◆ **Aim**
Repeat everything from the start of the rows down to the line containing "(1176, 210)", with that line included. Leave the pictures out of your answer.

══ Records shown

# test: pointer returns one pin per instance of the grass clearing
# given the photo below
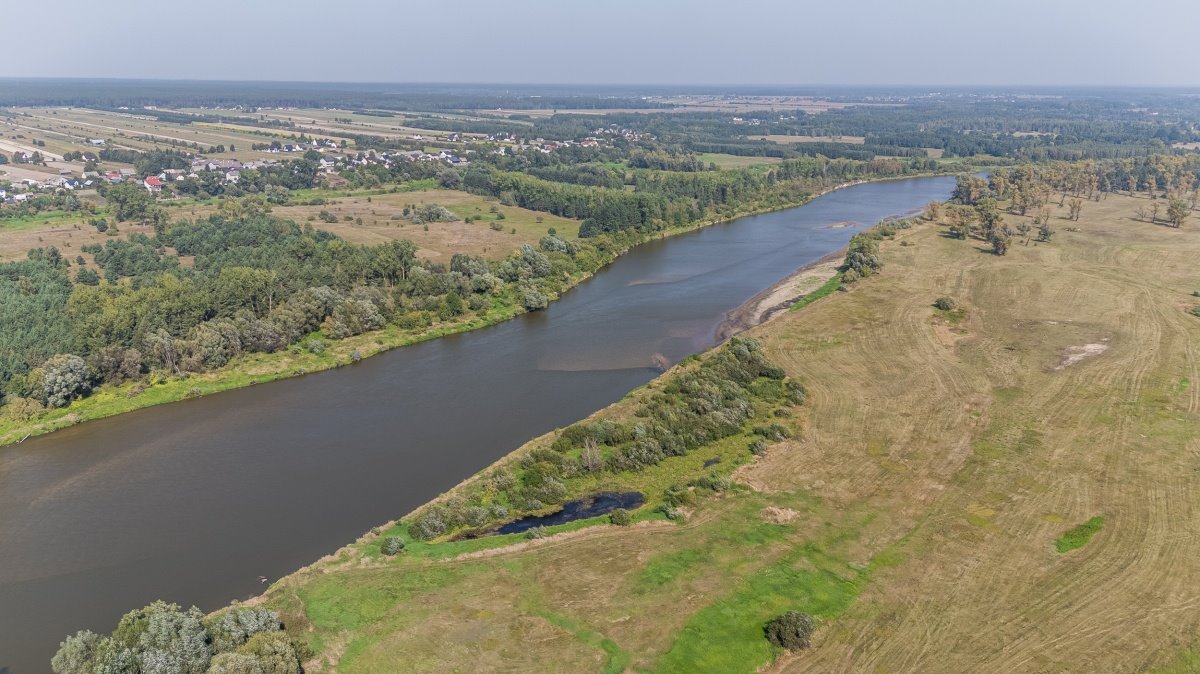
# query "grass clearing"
(736, 161)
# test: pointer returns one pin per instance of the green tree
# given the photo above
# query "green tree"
(129, 200)
(65, 378)
(1176, 210)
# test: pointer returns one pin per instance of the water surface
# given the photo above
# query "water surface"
(195, 500)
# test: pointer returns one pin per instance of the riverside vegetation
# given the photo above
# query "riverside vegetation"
(243, 296)
(886, 486)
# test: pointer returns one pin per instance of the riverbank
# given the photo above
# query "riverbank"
(913, 456)
(779, 298)
(259, 368)
(273, 477)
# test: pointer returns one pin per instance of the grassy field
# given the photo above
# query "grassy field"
(735, 161)
(939, 458)
(375, 217)
(786, 139)
(381, 214)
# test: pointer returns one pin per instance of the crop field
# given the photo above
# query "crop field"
(786, 139)
(361, 218)
(378, 217)
(736, 161)
(1003, 487)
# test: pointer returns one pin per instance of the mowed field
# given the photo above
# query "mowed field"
(937, 459)
(439, 242)
(383, 220)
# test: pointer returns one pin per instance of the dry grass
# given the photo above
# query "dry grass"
(439, 242)
(382, 220)
(978, 451)
(933, 476)
(787, 139)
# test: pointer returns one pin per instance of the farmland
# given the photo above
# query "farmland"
(970, 441)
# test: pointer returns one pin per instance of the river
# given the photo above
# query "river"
(195, 500)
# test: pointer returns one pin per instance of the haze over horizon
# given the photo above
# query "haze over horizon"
(672, 42)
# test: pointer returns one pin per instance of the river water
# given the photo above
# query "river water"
(195, 500)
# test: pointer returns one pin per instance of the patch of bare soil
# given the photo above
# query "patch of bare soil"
(779, 515)
(1075, 354)
(777, 299)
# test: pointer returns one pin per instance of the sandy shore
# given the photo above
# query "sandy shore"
(778, 298)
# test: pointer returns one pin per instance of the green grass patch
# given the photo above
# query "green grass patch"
(727, 636)
(1078, 536)
(618, 661)
(827, 288)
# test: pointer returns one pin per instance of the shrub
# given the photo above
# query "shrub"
(429, 525)
(23, 409)
(391, 545)
(534, 300)
(475, 516)
(621, 517)
(791, 631)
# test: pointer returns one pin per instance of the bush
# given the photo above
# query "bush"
(621, 517)
(429, 525)
(534, 300)
(23, 409)
(791, 631)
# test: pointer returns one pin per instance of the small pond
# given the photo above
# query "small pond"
(581, 509)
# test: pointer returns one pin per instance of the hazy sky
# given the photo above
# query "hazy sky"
(1144, 42)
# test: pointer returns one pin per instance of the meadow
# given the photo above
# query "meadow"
(915, 512)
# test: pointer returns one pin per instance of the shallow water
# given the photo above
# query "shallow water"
(580, 509)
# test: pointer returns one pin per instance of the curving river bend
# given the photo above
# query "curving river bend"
(193, 501)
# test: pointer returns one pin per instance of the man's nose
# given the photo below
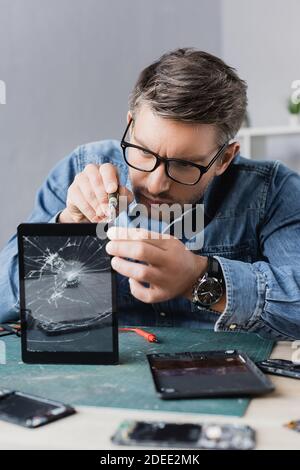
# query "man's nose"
(158, 182)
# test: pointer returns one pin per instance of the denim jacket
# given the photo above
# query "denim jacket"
(252, 227)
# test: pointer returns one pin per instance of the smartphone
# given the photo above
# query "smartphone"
(185, 435)
(281, 367)
(207, 374)
(31, 411)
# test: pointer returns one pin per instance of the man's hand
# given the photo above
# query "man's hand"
(87, 199)
(164, 264)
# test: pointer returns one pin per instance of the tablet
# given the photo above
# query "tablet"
(207, 374)
(67, 295)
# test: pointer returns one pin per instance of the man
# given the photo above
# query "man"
(185, 110)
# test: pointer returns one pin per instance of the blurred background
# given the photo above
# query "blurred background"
(69, 66)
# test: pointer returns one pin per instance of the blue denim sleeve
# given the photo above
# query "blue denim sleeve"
(264, 297)
(50, 200)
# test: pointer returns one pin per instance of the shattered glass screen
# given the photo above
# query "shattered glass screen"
(68, 294)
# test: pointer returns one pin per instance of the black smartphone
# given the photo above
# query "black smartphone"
(185, 435)
(207, 374)
(281, 367)
(31, 411)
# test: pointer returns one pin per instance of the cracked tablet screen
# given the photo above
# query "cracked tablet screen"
(68, 294)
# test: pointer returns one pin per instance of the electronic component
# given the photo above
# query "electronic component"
(281, 367)
(185, 435)
(31, 411)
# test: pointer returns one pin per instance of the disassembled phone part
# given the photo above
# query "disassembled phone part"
(185, 435)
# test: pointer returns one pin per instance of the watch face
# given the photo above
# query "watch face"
(209, 291)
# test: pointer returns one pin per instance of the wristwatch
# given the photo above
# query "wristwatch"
(209, 288)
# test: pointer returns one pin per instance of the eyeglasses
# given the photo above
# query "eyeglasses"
(181, 171)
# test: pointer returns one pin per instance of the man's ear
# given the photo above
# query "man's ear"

════

◆ **Answer to this problem**
# test: pointer returns one pin per instance of the grass clearing
# given the photo below
# query "grass clearing"
(736, 161)
# test: pointer returns one pin per instance of the green tree
# given the photo above
# query "green tree"
(129, 200)
(65, 378)
(1176, 210)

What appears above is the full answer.